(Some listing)
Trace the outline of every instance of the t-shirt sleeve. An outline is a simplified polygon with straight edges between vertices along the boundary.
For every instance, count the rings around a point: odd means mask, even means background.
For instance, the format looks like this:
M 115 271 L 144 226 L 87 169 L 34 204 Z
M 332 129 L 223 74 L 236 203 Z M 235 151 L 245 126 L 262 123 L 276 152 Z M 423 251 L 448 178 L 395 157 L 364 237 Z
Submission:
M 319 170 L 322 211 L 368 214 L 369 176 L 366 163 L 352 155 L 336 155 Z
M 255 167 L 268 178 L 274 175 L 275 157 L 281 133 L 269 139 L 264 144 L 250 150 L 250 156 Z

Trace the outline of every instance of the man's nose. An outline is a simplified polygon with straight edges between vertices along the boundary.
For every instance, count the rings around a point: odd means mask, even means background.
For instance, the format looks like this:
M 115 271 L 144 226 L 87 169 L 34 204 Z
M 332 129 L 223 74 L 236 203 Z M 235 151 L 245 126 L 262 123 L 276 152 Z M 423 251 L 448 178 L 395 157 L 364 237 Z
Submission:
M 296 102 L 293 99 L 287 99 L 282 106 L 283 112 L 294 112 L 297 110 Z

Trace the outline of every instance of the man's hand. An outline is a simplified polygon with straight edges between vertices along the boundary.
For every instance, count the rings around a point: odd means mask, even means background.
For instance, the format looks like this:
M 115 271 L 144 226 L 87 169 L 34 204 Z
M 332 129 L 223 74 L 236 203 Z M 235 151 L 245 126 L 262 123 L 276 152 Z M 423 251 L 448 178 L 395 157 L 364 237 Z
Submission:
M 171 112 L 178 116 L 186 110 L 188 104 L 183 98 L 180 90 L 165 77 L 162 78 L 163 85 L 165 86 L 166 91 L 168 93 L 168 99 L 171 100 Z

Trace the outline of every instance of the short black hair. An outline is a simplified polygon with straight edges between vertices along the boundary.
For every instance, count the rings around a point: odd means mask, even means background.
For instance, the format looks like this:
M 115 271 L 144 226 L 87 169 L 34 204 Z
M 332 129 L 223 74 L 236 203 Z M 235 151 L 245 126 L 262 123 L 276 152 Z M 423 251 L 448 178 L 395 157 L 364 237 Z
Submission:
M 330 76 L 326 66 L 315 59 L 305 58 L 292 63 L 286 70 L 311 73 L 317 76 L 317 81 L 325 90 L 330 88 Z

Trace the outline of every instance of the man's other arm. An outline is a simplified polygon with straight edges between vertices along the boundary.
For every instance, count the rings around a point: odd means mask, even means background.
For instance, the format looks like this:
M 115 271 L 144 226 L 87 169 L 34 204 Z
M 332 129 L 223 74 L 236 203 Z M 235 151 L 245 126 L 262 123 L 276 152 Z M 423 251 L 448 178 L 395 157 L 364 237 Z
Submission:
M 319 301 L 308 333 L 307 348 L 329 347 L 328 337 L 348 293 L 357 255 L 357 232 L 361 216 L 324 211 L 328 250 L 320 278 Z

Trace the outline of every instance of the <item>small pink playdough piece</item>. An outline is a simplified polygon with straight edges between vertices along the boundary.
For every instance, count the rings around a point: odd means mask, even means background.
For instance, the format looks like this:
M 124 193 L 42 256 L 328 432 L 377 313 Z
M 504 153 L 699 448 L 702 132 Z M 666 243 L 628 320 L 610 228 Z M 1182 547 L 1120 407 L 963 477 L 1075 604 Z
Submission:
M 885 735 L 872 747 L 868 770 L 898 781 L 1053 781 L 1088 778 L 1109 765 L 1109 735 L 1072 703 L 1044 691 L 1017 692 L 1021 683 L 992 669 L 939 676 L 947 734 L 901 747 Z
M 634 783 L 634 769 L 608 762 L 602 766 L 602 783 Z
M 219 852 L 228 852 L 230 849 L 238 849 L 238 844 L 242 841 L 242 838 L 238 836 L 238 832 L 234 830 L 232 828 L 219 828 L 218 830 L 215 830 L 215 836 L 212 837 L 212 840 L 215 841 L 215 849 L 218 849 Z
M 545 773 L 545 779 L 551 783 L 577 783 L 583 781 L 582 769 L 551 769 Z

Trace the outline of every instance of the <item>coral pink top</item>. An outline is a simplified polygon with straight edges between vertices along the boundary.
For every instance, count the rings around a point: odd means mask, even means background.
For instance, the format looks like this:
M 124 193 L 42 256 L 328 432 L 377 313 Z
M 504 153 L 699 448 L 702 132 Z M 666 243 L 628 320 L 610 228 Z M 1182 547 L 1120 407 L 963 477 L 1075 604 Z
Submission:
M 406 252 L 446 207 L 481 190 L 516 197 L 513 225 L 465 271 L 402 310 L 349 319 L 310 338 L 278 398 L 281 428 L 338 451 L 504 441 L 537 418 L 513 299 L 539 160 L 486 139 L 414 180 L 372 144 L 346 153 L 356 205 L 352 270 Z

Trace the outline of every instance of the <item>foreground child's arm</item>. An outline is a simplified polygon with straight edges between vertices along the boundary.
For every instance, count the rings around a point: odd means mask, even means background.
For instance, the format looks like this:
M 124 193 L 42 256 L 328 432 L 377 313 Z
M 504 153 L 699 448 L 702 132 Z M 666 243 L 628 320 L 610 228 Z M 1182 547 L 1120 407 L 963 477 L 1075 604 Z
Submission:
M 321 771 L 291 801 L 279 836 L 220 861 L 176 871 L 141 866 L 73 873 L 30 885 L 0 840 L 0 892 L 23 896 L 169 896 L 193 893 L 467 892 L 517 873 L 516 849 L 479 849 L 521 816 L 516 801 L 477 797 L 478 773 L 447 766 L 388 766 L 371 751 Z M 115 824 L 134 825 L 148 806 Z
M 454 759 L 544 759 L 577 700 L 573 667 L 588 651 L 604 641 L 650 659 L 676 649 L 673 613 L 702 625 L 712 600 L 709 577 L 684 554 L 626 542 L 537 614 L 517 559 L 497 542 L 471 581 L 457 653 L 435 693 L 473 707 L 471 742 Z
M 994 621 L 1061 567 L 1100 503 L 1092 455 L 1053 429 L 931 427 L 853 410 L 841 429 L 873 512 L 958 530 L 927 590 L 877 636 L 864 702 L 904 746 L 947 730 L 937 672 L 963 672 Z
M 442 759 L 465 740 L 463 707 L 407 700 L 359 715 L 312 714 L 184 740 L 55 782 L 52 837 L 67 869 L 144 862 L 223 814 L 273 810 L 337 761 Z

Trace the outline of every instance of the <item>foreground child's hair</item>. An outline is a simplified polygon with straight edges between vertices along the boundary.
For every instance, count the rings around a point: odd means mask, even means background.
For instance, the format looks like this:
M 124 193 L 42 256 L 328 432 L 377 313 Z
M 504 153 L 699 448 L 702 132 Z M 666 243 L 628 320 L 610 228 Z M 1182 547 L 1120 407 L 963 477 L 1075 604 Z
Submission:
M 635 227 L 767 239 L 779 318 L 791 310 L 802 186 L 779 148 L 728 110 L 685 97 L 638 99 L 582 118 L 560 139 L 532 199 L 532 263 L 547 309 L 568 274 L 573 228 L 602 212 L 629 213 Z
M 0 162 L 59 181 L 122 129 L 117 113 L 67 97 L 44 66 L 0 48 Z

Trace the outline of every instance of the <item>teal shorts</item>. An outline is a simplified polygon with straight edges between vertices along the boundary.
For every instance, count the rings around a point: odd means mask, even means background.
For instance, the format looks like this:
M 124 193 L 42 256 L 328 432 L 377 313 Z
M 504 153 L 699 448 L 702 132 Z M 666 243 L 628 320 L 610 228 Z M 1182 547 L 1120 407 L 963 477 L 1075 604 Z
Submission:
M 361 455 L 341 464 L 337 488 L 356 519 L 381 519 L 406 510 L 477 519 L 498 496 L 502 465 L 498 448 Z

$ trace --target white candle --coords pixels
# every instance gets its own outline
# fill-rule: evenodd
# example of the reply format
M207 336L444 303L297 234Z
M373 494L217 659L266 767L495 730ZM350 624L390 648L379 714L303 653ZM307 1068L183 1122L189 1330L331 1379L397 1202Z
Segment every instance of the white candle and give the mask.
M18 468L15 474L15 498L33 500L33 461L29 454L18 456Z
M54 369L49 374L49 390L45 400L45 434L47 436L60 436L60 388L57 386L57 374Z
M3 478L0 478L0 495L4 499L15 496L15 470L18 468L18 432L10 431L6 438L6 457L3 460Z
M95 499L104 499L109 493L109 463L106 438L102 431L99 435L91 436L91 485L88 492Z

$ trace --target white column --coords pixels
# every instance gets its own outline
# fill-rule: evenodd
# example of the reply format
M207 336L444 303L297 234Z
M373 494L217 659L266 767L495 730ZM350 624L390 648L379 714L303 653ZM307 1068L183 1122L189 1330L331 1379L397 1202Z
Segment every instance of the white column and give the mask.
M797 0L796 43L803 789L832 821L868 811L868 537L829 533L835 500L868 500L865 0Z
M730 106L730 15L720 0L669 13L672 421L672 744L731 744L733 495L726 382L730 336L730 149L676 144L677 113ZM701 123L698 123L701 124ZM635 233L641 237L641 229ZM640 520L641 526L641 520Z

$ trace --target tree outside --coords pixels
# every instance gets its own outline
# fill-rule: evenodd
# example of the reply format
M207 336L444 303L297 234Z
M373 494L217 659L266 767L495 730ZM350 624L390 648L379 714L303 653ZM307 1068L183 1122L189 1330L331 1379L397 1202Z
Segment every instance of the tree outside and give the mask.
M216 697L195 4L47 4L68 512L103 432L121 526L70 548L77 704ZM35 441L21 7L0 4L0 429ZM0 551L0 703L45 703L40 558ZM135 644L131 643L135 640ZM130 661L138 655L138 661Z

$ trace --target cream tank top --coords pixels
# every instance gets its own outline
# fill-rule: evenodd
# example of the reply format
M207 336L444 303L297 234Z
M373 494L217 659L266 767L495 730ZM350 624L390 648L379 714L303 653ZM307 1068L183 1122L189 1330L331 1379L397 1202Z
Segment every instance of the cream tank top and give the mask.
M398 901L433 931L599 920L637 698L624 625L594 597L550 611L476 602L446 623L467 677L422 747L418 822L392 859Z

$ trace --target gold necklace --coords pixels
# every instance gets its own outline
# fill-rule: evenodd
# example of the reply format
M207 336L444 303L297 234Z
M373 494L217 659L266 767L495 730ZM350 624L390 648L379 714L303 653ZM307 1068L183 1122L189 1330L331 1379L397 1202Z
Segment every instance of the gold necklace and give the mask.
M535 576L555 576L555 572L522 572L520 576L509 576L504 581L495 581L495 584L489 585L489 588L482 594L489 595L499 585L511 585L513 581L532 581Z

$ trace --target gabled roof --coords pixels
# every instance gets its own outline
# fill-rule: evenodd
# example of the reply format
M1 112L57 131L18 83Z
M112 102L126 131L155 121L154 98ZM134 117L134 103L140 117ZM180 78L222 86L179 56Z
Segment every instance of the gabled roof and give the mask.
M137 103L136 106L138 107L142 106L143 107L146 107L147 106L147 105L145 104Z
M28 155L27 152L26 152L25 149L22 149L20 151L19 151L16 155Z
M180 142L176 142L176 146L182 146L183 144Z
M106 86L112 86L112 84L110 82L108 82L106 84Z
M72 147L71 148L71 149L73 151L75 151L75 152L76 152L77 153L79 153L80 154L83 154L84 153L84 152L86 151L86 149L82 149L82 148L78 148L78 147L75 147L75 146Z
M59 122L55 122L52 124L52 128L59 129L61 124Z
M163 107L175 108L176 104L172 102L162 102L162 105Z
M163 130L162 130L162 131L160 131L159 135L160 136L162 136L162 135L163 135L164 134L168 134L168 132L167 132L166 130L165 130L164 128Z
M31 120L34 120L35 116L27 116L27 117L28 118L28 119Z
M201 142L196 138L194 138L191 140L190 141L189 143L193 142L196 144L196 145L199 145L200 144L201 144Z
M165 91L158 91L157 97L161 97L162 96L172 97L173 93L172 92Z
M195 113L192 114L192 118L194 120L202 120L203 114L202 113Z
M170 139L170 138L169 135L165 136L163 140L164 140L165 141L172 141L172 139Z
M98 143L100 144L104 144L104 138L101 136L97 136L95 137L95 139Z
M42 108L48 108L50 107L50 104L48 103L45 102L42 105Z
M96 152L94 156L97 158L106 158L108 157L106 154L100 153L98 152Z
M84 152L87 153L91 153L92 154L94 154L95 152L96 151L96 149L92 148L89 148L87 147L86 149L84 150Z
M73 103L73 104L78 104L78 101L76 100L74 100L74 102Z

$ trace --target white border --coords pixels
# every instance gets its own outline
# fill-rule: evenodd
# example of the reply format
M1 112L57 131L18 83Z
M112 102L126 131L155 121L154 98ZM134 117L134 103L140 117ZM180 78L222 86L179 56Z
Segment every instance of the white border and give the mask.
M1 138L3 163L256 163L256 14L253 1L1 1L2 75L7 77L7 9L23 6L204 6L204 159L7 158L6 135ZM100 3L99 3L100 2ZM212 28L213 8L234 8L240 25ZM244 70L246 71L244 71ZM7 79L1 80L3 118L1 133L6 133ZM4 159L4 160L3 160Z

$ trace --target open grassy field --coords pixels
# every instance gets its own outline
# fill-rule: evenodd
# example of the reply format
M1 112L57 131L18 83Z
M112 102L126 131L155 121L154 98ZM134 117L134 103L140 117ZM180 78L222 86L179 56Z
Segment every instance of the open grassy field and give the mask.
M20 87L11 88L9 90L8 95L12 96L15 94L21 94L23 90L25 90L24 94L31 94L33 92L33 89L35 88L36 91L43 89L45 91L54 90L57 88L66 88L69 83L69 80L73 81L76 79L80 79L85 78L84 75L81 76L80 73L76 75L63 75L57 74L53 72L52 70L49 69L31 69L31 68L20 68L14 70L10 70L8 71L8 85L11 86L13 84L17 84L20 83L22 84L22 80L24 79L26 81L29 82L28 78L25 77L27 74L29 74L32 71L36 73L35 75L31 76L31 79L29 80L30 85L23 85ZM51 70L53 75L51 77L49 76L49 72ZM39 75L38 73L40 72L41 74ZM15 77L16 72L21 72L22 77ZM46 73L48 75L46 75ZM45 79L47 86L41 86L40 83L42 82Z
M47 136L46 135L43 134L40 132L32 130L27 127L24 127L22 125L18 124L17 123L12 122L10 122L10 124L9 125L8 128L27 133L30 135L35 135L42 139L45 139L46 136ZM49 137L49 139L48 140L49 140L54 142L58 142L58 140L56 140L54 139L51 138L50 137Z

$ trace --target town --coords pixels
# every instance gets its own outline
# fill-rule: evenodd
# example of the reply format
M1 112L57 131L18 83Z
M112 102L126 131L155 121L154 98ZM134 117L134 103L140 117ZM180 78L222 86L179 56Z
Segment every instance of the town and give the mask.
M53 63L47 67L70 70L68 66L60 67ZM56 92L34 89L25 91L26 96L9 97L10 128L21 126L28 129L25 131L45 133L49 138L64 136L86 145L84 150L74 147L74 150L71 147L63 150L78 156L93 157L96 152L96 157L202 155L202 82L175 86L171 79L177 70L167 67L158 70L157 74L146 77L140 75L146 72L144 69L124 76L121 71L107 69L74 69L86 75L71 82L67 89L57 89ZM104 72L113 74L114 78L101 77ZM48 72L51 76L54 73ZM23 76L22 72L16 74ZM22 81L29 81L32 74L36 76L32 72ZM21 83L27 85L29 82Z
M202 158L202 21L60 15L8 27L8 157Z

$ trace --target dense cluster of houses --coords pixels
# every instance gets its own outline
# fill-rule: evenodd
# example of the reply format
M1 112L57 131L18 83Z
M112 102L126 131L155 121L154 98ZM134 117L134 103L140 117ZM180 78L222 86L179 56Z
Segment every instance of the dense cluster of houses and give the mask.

REQUIRED TASK
Convert the listing into a Markdown table with the columns Row and Line, covering everything from the start of the listing through the line with "M 296 102 L". Number each row and leave out blank lines.

PROBLEM SOLUTION
| Row | Line |
|---|---|
| 1 | Trace the outline of every instance of the t-shirt sleeve. An outline is a simplified polygon with straight edges between vertices along the boundary. |
| 2 | For every instance, count the rings around a point: odd means mask, even means background. |
| 3 | For instance, the format looks like this: |
| 4 | M 115 271 L 144 226 L 87 169 L 34 204 Z |
| 5 | M 332 129 L 223 74 L 236 203 Z M 235 151 L 245 126 L 262 123 L 276 152 Z M 423 251 L 448 178 L 395 157 L 364 237 Z |
| 6 | Submission: |
| 7 | M 319 170 L 322 211 L 368 214 L 369 176 L 366 163 L 352 155 L 336 155 Z |
| 8 | M 255 167 L 268 178 L 274 175 L 275 157 L 281 133 L 269 139 L 264 144 L 250 150 L 250 156 Z |
| 9 | Trace the outline of every instance of the man's nose. An outline is a simplified polygon with straight edges between vertices along the boundary. |
| 10 | For every instance, count the rings around a point: odd means mask, even means background. |
| 11 | For instance, the format looks like this: |
| 12 | M 115 271 L 144 226 L 87 169 L 34 204 Z |
| 13 | M 332 129 L 223 74 L 236 203 Z M 235 151 L 245 126 L 262 123 L 276 152 Z M 423 251 L 448 178 L 395 157 L 364 237 Z |
| 14 | Submission: |
| 15 | M 296 102 L 293 99 L 287 99 L 282 106 L 283 112 L 294 112 L 297 110 Z |